--- STUDY TEXT Enclosed Below ---

Alabama workforce requires more preparation according to survey

Shahriyar Emami

According to a recently released survey of Alabama executives, one of the top five issues facing the state are education and workplace training, but students coming out of The University of Alabama don’t feel as ill-prepared as they’re perceived. 

Since 2013, businesses have been asked to participate in the Alabama Business Confidence Index survey every quarter to ask the opinions of business leaders about the state and their companies. 

Peter Harms, an assistant professor in the Culverhouse College of Commerce, said many organizations in town like DCH and others have trouble staffing positions in all levels of organization. 

“One of the things I’ve noticed since I moved to Alabama is we are fantastic at bringing in some of the best talent in the country to our universities,” Harms said. “At the same time, keeping them here is a big issue.”

This can be chalked up to out-of-state students leaving the state after graduation. Harms said a big challenge for the state is how to keep students here after graduation by showing them what opportunities are available. 

“The University loves it when they see our students and they go and work on Wall Street or they go to Chicago, L.A, or Tokyo and London,” Harms said. “That’s success for us.”

While this enhances the reputation of the University, Something that is neglected is focusing on keeping Alabama graduates in the state. For Harms, this is a “tricky thing” in that the university serves more than one purpose.

“To some degree, that is a symptom of the success of universities,” Harms said. “We tell young people, if you want to be successful in life, come to a university. We’re not telling people become an electrician or a bricklayer or a welder. It turns out, those are the jobs the economy needs almost more than anything else.”

--- End of Enclosed STUDY TEXT ---

ASSIGNMENT A | In the article about the Alabama workforce survey, since what year have businesses been asked to take part in the Alabama Business Confidence Index survey?
ASSIGNMENT B | Extend the article about the Alabama workforce survey from the point where it stops.

--- SUPPLIED MATERIAL Enclosed Below ---

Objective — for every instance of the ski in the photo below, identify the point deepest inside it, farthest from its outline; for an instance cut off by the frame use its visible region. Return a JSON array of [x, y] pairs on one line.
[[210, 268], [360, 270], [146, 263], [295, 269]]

--- End of Enclosed SUPPLIED MATERIAL ---

RESULT A | Since 2013.

RESULT B |
As an Alabama native, when Carter Autrey was in high school, he told his friends that he would leave Alabama. Since attending The University of Alabama, he decided to stay and work in Birmingham where he grew up. 

While he might not stay in Alabama long-term, Autrey, a senior majoring in marketing and management, said he is “thrilled” to be starting his job in Birmingham in July.

“It’s really cool to see there’s a lot of growth going on in Birmingham,” Autrey said. “I really want to be a part of that. I’m working with a startup in Birmingham right now. As a business student, something I’m really into is being able to give back to the community.”

For some business leaders from the survey, emphasis from four-year colleges should be shifted to vocational schools. Such schools focus on trade-training and jobs that start at the high school level.

“It’s very difficult to find skilled, educated and dependable employees,” said Viktoria Riiman, a socioeconomic analyst for the UA Center for Business and Economic Research.

Based on the state’s business leaders’ comments in the ABCI survey, a primary concern for the future is workforce preparedness. 

“The economy is essentially a system of workforce and it is all a part of the economy,” Riiman said. “If you have businesses that are struggling to get an educated workforce, that means the businesses are struggling, not running at full capacity and efficiency.”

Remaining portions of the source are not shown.